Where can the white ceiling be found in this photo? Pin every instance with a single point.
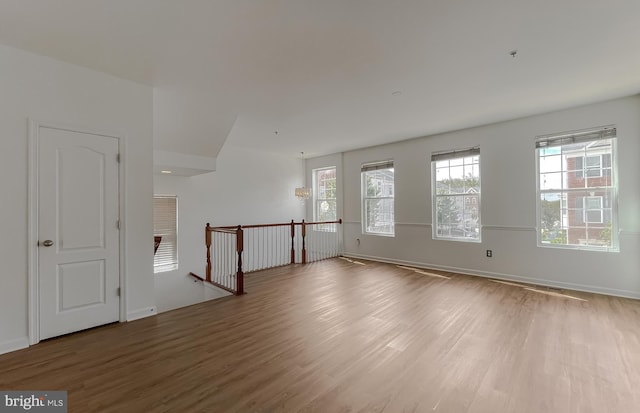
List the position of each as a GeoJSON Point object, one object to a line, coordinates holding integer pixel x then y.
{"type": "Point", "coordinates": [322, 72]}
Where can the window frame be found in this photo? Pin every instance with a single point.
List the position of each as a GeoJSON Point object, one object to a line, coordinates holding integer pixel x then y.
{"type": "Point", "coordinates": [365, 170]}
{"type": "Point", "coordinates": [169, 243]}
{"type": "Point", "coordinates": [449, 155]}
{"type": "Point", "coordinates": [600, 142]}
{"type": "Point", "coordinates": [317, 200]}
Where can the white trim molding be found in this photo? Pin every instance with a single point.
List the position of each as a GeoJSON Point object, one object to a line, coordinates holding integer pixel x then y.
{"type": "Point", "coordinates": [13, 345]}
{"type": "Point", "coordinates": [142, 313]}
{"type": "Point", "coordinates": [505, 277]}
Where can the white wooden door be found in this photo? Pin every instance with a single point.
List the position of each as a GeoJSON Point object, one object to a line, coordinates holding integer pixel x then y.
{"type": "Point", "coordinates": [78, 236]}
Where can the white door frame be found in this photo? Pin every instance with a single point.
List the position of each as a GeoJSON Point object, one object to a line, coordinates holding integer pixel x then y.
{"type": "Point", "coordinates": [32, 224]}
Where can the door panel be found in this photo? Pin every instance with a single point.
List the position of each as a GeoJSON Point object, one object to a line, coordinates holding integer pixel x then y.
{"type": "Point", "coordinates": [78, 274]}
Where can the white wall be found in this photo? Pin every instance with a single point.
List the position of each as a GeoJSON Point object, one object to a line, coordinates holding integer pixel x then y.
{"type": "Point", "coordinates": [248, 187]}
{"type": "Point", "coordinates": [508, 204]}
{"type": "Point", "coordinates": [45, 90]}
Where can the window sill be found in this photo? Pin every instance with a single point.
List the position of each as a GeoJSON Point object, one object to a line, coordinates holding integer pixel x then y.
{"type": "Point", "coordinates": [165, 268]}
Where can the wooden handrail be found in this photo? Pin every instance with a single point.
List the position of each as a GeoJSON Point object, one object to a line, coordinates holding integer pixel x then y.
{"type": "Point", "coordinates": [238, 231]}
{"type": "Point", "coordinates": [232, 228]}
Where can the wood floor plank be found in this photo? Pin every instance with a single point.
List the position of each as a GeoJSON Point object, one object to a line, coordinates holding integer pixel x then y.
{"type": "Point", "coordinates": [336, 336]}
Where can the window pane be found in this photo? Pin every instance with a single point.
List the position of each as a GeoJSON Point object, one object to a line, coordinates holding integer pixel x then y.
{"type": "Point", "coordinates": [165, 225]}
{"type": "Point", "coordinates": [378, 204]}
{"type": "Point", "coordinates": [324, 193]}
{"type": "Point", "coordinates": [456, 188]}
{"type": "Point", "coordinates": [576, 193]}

------------------------

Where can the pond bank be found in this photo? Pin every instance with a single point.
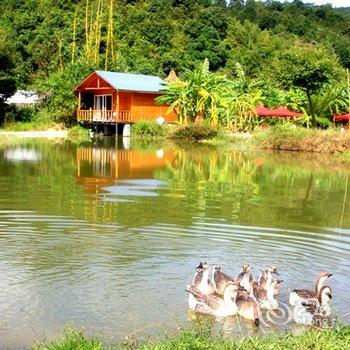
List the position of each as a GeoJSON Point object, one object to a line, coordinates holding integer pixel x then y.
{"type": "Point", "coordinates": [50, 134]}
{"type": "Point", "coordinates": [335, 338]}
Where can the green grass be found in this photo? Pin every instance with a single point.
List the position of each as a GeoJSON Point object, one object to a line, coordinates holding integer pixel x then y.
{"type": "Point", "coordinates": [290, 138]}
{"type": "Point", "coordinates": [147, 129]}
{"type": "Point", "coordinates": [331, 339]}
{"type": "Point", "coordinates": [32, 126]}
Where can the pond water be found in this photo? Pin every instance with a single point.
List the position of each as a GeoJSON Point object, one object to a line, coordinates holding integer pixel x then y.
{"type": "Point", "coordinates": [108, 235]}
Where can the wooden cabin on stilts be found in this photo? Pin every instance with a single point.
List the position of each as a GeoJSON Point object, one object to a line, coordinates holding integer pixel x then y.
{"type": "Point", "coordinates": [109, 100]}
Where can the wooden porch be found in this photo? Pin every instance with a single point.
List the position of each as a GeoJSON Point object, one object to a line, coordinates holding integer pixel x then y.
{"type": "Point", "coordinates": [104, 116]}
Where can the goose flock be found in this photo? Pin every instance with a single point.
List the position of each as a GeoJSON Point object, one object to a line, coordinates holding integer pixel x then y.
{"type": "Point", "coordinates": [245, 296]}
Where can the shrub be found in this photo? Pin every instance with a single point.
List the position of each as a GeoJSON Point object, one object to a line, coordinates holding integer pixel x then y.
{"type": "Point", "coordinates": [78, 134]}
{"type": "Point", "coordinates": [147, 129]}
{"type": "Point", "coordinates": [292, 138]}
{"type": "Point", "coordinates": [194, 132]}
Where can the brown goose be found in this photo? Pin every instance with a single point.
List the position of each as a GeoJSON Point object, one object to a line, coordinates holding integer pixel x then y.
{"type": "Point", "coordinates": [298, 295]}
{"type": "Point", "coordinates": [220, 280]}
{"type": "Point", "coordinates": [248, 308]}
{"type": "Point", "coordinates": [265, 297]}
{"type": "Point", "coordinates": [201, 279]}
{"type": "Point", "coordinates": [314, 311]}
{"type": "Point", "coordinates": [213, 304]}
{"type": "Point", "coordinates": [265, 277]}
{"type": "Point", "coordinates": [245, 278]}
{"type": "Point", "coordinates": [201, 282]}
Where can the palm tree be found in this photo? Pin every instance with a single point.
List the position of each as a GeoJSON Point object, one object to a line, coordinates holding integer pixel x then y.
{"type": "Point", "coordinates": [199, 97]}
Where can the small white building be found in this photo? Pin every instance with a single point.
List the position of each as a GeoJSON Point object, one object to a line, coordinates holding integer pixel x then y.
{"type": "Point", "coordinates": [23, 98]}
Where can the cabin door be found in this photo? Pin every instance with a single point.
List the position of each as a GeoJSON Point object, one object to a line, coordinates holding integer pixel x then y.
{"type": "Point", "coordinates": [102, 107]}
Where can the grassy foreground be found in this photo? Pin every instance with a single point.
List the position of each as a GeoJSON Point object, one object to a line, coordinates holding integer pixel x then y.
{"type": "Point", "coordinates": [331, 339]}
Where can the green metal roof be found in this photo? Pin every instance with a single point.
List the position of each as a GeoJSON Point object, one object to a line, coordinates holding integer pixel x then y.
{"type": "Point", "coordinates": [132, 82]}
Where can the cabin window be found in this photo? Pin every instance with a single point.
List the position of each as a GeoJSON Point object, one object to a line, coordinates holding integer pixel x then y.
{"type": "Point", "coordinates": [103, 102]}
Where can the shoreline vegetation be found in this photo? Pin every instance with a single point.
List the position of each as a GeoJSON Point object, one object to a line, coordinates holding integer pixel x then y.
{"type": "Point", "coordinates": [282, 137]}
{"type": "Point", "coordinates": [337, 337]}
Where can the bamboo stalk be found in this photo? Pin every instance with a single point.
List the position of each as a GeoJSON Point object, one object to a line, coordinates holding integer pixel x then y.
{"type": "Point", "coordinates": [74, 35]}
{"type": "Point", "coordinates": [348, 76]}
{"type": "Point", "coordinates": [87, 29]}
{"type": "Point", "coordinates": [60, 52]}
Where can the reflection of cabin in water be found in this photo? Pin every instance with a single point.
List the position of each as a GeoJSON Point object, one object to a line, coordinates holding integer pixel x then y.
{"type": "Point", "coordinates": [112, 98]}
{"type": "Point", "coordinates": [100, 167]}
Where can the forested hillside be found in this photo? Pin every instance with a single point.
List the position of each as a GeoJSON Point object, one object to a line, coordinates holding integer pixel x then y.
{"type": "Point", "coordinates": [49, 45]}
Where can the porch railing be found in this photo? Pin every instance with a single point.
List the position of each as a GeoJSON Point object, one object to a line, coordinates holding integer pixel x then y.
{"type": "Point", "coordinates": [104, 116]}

------------------------

## [TASK DIRECTIONS]
Lines holding the word "door" should be copied from the entries above.

## [THE ANSWER]
Where can the white wooden door be found in this photo? Pin every instance with a single point.
Where can the white door frame be found in this photo? Pin every instance with a single point.
Where can the door panel be found in this photo? Pin every instance with a single point.
Where can the cabin door be found in this photo? Pin every instance with a single point.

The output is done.